What needs to be done.
Turn the listing below into a numbered list, leaving out any blank lines.

### Listed entries

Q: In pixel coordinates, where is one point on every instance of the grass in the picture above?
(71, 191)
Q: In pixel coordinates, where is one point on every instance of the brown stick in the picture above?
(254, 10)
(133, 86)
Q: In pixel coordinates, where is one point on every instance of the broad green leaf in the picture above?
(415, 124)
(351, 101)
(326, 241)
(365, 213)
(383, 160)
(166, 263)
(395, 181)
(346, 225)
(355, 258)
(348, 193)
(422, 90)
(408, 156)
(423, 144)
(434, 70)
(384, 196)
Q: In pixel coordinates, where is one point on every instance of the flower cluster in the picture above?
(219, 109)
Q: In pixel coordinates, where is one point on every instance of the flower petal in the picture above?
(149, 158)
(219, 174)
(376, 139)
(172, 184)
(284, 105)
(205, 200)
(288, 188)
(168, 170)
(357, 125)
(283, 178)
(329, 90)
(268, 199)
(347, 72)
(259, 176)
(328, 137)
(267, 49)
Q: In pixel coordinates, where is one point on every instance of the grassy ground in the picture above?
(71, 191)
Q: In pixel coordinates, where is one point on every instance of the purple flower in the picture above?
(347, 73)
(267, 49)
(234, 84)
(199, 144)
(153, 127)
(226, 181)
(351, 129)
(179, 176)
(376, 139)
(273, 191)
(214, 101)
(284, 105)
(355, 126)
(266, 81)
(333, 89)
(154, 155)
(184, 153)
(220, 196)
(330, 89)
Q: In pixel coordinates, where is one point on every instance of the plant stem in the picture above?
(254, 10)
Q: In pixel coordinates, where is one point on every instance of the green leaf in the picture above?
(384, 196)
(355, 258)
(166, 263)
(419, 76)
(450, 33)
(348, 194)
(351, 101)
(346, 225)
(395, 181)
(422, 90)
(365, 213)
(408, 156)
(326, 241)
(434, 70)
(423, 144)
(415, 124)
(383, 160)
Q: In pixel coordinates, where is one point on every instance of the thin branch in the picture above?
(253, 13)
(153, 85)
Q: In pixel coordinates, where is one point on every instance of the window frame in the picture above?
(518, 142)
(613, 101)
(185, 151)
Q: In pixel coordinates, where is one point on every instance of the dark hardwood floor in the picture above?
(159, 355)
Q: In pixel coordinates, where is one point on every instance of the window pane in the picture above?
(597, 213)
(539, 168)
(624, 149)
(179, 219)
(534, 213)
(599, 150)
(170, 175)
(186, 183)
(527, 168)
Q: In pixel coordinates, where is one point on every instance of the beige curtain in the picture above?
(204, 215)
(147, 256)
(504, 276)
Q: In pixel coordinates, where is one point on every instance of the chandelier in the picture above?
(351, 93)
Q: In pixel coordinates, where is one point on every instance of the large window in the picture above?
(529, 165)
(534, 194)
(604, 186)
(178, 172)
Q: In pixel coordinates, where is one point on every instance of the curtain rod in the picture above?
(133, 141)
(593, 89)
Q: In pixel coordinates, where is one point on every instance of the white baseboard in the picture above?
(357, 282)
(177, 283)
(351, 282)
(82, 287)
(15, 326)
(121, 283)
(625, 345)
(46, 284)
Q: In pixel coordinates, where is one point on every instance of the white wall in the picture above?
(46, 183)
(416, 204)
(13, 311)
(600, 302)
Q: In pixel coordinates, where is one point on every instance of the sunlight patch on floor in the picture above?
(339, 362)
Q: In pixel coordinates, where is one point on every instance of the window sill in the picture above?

######

Task result.
1. Q: In pixel coordinates, where is one point on every instance of the grass in the picture above?
2. (71, 191)
3. Q: In pixel coordinates, where is one point on every instance of the brown stick in the picture above?
4. (254, 10)
5. (133, 86)
6. Q: In pixel coordinates, where is one point on every instance of the broad green leaf in the picture above?
7. (415, 124)
8. (351, 101)
9. (326, 241)
10. (365, 213)
11. (383, 160)
12. (166, 263)
13. (395, 181)
14. (346, 225)
15. (355, 258)
16. (348, 193)
17. (422, 90)
18. (408, 156)
19. (423, 144)
20. (434, 70)
21. (384, 196)
22. Q: In pixel coordinates, where is one point on every instance of the flower cluster in the picture above?
23. (219, 109)
24. Q: In pixel coordinates, where is one point on every instance of the flower petal in the picture above?
25. (149, 158)
26. (219, 174)
27. (376, 139)
28. (172, 184)
29. (284, 105)
30. (205, 200)
31. (288, 188)
32. (168, 170)
33. (357, 125)
34. (283, 178)
35. (329, 90)
36. (268, 199)
37. (347, 72)
38. (259, 176)
39. (328, 137)
40. (267, 49)
41. Q: In pixel coordinates, where is one point on every instance of the grassy ground in the picture above?
42. (71, 191)
43. Q: In pixel coordinates, where is one point on every instance of the purple flower in the picture above?
44. (347, 73)
45. (267, 49)
46. (234, 84)
47. (199, 144)
48. (153, 127)
49. (226, 181)
50. (351, 129)
51. (179, 176)
52. (376, 139)
53. (273, 191)
54. (214, 101)
55. (284, 105)
56. (355, 126)
57. (266, 81)
58. (333, 89)
59. (154, 155)
60. (184, 153)
61. (220, 196)
62. (330, 89)
63. Q: In pixel coordinates, where is one point on every instance of the plant stem in the picture above?
64. (254, 10)
65. Q: In pixel coordinates, where is one point on every instance of the green leaf in the picture above?
66. (384, 196)
67. (355, 258)
68. (166, 263)
69. (419, 76)
70. (450, 33)
71. (348, 194)
72. (351, 101)
73. (346, 225)
74. (395, 181)
75. (422, 90)
76. (365, 213)
77. (408, 156)
78. (326, 241)
79. (434, 70)
80. (423, 144)
81. (415, 124)
82. (383, 160)
83. Q: In pixel coordinates, where is one point on every instance of the thin branch in the picture above?
84. (253, 13)
85. (153, 85)
86. Q: In pixel coordinates, where is one point on every instance of the window frame in the picture above?
87. (518, 142)
88. (613, 101)
89. (185, 151)
90. Q: In pixel coordinates, where is one point on every instance of the dark hardwood floor in the picture above?
91. (159, 355)
92. Q: In pixel coordinates, where is one point on every instance of the window pane in the picture above?
93. (597, 213)
94. (539, 168)
95. (624, 149)
96. (179, 219)
97. (534, 213)
98. (599, 150)
99. (170, 175)
100. (186, 183)
101. (527, 168)
102. Q: In pixel coordinates, where is one point on every instance of the beige curtain in the picture above?
103. (204, 215)
104. (147, 256)
105. (504, 276)
106. Q: In pixel coordinates, where is one point on every instance of the chandelier in the picture above?
107. (351, 93)
108. Q: In pixel coordinates, where is one point on every instance of the large window in the picture above?
109. (529, 165)
110. (534, 194)
111. (604, 186)
112. (178, 172)
113. Q: In pixel coordinates, where is one point on every instance of the curtain rod in the picture above?
114. (133, 141)
115. (593, 89)
116. Q: In pixel coordinates, where is one point on every instance of the white baseboard in the picture above?
117. (357, 282)
118. (177, 283)
119. (351, 282)
120. (82, 287)
121. (15, 326)
122. (121, 283)
123. (625, 345)
124. (46, 284)
125. Q: In pixel coordinates, where is one point on every instance of the white wall in the picture above?
126. (46, 183)
127. (416, 204)
128. (13, 311)
129. (600, 302)
130. Q: In pixel coordinates, where is one point on every instance of the sunlight patch on floor in the picture above?
131. (339, 362)
132. Q: In pixel coordinates, where is one point on every instance of the window sill in the picture above?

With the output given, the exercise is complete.